== Exercise ==
Put the material from its first line through the line containing "23L0 0V57L146 96L156", both ends included, into a JSON list of strings with one string per line and blank lines left out.

== Provided data ==

==================================================

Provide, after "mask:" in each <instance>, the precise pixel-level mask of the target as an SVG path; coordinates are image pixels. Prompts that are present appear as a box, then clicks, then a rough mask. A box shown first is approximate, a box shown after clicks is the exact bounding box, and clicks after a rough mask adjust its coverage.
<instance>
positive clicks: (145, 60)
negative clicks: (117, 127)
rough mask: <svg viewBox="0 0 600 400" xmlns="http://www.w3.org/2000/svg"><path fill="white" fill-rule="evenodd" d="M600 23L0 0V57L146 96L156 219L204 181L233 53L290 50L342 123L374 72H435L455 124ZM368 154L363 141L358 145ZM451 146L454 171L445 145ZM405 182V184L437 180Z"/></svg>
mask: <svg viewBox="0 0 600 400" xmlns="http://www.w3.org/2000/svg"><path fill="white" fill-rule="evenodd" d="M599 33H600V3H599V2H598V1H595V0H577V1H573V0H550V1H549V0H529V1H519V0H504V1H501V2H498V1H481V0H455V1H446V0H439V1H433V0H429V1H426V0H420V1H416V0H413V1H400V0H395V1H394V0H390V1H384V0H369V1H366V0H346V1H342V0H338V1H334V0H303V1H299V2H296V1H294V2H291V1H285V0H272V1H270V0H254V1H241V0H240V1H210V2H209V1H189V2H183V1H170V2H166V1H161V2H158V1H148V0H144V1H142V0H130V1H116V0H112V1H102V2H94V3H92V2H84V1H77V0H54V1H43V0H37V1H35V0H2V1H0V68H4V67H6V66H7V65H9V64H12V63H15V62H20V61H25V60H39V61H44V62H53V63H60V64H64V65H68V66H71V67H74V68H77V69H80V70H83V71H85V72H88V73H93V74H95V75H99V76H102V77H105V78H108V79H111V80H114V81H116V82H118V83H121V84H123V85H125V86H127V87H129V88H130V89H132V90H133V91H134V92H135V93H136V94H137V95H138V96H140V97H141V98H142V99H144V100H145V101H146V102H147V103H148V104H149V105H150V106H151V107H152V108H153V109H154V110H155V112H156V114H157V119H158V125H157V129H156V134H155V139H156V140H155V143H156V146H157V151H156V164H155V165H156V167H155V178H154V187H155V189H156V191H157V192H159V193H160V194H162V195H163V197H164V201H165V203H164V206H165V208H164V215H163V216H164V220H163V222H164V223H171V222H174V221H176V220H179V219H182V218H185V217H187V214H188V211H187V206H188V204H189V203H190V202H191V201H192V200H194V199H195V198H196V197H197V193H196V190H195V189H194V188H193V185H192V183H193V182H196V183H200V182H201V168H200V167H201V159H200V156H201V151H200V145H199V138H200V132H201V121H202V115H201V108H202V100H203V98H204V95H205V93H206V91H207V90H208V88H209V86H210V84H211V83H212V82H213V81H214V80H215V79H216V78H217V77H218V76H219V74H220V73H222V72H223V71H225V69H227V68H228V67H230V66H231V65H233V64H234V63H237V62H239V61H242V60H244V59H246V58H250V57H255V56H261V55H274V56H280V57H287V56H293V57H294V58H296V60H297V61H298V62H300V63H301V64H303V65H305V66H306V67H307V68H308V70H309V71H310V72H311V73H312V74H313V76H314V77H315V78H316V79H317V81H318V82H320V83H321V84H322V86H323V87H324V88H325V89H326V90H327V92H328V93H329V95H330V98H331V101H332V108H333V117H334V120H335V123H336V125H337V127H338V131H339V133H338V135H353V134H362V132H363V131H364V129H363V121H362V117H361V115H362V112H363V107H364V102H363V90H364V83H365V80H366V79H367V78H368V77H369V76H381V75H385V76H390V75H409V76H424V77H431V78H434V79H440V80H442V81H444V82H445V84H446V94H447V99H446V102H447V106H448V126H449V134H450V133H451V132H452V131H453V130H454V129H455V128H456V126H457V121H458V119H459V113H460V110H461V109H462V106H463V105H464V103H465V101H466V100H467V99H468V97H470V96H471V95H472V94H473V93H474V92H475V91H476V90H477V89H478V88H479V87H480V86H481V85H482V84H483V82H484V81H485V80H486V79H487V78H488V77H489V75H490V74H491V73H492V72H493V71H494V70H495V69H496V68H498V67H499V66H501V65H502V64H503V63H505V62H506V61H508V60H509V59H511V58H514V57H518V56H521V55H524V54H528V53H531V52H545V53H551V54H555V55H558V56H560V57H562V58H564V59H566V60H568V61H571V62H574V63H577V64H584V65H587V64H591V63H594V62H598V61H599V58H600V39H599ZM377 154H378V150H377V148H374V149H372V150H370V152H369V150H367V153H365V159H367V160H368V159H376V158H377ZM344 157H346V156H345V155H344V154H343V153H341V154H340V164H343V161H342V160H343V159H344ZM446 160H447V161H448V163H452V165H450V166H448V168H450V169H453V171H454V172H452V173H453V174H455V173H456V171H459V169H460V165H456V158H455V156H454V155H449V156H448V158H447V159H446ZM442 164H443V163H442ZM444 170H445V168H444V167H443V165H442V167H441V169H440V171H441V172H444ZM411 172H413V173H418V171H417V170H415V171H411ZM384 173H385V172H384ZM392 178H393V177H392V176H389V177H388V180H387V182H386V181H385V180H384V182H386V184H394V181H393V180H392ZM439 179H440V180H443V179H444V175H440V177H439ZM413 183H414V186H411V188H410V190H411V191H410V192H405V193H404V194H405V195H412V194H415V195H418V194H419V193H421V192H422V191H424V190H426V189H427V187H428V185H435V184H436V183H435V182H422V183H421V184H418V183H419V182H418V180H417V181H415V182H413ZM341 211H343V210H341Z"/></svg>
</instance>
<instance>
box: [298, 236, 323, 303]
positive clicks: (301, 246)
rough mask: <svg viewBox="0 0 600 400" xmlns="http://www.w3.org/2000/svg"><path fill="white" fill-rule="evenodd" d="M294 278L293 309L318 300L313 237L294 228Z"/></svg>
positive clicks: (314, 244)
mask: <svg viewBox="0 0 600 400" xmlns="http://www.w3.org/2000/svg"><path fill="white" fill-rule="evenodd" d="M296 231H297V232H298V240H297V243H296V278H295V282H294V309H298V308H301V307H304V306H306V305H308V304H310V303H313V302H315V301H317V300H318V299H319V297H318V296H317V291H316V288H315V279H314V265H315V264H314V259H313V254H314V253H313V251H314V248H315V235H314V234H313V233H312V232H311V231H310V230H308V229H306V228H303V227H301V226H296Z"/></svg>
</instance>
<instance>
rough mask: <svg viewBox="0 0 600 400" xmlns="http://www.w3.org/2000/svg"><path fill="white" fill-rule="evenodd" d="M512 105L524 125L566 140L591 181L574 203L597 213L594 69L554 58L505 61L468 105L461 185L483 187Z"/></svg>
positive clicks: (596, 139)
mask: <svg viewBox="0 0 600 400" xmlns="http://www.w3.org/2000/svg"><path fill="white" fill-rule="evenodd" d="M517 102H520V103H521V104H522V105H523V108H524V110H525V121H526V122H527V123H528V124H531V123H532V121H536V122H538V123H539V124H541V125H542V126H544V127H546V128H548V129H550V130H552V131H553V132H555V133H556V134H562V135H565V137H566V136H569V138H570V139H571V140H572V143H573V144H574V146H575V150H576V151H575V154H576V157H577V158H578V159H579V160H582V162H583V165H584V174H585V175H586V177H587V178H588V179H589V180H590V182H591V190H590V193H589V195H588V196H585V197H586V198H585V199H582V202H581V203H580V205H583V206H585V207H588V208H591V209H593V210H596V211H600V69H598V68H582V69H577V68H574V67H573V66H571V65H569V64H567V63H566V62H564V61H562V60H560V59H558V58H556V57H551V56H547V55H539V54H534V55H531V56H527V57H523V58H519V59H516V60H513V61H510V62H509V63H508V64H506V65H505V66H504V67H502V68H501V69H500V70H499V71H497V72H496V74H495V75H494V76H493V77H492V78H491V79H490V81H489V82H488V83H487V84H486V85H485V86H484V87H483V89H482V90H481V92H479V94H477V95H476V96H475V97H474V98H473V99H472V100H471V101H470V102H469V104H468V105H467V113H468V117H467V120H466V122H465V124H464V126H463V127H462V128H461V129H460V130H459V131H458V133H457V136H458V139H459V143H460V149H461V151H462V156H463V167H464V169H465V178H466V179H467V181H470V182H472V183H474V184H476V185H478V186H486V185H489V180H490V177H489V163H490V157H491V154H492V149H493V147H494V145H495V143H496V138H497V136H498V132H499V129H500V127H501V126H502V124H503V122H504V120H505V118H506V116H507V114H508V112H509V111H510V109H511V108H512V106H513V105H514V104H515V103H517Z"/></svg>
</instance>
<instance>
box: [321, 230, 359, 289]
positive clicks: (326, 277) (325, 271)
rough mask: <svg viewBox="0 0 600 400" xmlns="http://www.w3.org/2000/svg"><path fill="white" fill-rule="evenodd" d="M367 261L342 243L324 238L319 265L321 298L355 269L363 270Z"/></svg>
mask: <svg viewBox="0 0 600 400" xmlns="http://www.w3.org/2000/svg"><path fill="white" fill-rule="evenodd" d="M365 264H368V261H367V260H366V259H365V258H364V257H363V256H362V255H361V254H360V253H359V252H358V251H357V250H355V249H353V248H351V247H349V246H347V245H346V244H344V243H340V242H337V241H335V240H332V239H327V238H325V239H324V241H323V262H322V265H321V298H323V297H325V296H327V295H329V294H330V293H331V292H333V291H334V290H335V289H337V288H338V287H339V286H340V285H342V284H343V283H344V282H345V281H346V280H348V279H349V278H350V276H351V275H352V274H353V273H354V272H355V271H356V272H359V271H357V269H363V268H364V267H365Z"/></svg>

==================================================

== Output for this exercise ==
[
  "Provide, after \"mask:\" in each <instance>, the precise pixel-level mask of the target as an SVG path; coordinates are image pixels. Prompts that are present appear as a box, then clicks, then a rough mask. A box shown first is approximate, a box shown after clicks is the exact bounding box, and clicks after a rough mask adjust its coverage.",
  "<instance>",
  "positive clicks: (145, 60)",
  "negative clicks: (117, 127)",
  "rough mask: <svg viewBox=\"0 0 600 400\" xmlns=\"http://www.w3.org/2000/svg\"><path fill=\"white\" fill-rule=\"evenodd\" d=\"M600 23L0 0V57L146 96L156 219L204 181L233 53L290 50L342 123L374 72H435L455 124ZM368 154L363 141L358 145ZM451 146L454 171L445 145ZM405 182V184L437 180Z\"/></svg>"
]